Data extracted from a collection:
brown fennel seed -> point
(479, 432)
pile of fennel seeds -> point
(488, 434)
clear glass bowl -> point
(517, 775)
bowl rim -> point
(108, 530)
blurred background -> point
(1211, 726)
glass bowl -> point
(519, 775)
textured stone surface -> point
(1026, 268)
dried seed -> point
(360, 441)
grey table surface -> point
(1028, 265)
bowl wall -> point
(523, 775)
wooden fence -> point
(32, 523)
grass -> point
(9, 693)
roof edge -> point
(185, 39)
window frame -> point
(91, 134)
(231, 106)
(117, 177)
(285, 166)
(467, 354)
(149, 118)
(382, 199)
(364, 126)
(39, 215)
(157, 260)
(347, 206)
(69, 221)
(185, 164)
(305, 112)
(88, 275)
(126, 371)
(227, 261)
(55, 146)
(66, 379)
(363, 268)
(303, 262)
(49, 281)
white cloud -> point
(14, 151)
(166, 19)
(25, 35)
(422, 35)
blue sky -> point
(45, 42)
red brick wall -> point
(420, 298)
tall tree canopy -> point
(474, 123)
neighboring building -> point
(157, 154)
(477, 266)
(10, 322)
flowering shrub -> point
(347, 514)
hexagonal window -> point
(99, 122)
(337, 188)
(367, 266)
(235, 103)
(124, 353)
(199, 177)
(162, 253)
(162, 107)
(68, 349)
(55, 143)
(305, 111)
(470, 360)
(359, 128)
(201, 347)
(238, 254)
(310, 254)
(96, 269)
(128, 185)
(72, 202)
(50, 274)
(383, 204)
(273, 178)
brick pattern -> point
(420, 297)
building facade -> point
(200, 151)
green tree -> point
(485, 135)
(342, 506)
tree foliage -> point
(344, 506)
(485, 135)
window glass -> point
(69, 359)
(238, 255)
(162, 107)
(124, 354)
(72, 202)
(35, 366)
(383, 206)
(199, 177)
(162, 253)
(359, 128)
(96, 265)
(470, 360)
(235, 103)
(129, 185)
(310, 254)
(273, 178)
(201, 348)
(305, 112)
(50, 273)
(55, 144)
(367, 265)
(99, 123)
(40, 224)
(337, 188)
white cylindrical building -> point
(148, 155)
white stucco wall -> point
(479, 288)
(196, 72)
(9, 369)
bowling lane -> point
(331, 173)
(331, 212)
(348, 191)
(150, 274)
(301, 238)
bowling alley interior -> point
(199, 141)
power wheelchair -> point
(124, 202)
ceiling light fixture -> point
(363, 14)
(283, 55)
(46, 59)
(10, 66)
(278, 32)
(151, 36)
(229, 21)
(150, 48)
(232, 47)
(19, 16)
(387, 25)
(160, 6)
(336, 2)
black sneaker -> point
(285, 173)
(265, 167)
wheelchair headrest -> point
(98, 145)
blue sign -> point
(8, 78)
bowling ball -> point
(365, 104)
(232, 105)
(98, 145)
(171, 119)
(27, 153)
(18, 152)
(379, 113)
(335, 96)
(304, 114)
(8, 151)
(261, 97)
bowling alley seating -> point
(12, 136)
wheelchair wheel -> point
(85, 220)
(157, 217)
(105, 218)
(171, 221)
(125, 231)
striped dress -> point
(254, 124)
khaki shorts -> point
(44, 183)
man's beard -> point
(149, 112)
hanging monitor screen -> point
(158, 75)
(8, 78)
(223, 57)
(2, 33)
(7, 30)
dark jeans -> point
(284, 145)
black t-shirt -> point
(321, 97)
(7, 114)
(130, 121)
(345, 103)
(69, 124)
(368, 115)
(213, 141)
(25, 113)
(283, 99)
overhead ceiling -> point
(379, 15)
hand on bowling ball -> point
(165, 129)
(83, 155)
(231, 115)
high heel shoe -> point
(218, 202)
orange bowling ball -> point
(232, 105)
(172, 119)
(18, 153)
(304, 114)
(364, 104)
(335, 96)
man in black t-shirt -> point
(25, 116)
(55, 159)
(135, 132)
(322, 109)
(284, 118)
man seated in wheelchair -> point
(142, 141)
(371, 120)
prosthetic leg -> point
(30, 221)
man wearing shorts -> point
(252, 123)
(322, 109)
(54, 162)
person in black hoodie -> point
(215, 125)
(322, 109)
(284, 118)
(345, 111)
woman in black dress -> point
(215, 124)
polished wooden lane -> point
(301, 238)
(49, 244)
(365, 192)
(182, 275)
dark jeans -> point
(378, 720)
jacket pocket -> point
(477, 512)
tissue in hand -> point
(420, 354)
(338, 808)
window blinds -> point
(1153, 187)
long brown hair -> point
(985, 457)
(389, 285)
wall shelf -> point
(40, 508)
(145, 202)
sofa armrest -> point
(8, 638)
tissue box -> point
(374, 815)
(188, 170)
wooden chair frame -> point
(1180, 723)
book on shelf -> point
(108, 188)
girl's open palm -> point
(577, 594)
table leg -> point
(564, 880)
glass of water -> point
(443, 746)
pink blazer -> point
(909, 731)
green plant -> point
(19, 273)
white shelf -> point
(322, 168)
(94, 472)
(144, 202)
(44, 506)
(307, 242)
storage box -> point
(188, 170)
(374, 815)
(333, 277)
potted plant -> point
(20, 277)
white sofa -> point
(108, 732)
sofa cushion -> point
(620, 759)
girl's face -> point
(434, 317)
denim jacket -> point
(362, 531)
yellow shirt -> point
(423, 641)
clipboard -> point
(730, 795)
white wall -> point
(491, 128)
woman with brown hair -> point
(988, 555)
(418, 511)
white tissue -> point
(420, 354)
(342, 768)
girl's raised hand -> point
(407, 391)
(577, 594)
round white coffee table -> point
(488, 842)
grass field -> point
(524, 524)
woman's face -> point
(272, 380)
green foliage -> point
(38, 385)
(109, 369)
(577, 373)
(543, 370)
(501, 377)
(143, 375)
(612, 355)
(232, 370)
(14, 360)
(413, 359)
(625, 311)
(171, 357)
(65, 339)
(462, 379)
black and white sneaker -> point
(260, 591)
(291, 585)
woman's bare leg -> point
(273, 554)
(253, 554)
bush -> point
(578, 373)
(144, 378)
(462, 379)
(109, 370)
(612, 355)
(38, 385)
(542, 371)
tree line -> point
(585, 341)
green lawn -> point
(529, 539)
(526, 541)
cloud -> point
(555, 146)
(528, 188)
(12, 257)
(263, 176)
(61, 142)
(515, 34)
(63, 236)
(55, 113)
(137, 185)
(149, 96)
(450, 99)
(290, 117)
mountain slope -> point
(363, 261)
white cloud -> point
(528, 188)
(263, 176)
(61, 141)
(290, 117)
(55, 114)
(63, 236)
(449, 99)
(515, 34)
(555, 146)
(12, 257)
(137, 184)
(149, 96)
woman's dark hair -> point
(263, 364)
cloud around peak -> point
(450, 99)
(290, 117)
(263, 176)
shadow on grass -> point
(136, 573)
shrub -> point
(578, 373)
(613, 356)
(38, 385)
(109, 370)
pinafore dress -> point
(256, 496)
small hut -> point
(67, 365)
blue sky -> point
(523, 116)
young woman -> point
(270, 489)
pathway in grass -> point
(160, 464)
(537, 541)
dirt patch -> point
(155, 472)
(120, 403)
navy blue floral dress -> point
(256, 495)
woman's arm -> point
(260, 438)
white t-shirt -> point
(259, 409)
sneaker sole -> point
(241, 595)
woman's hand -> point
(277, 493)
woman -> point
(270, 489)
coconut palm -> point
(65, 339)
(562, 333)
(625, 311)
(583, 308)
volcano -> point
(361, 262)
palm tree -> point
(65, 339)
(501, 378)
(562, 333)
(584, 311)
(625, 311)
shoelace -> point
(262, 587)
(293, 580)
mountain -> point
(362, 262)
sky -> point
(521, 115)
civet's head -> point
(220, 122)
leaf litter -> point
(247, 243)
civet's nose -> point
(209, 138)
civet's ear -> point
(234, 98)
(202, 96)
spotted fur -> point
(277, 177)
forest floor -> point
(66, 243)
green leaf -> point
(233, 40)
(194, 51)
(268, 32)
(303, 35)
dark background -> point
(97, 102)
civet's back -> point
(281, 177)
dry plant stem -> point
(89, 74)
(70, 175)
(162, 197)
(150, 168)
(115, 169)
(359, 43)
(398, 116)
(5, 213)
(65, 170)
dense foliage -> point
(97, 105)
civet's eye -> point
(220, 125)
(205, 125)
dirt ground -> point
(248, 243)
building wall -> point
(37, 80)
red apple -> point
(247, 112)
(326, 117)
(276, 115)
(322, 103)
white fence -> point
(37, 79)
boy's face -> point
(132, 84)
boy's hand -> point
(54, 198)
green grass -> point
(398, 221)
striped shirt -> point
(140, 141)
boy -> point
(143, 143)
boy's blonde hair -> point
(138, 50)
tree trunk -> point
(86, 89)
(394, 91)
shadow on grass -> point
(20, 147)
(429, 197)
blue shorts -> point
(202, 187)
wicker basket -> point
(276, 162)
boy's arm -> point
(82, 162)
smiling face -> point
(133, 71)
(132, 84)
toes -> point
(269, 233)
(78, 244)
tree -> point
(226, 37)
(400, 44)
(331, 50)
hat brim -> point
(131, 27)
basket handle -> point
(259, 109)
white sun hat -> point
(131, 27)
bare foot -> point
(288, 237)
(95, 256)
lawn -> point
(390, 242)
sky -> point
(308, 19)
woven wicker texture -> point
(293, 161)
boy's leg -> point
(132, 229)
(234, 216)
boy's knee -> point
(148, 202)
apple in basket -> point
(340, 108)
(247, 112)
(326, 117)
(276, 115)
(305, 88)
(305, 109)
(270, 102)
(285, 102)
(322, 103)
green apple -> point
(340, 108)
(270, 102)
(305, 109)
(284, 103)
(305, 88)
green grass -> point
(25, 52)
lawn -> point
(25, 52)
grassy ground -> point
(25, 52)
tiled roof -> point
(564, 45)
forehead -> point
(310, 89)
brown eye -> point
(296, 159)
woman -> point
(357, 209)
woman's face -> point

__Task to complete__
Repeat the entries above word for word, everything from the line containing "man in black t-shirt -> point" down to the line containing "(1153, 187)", both included.

__Problem solution__
man in black t-shirt -> point
(25, 116)
(55, 159)
(135, 132)
(322, 109)
(284, 118)
man seated in wheelchair -> point
(142, 141)
(371, 120)
prosthetic leg -> point
(30, 221)
man wearing shorts -> point
(252, 123)
(322, 109)
(54, 162)
person in black hoodie -> point
(215, 125)
(322, 109)
(284, 118)
(345, 111)
woman in black dress -> point
(215, 124)
polished wooden lane -> point
(301, 238)
(49, 244)
(365, 192)
(182, 275)
dark jeans -> point
(378, 720)
jacket pocket -> point
(477, 512)
tissue in hand -> point
(420, 354)
(338, 808)
window blinds -> point
(1153, 187)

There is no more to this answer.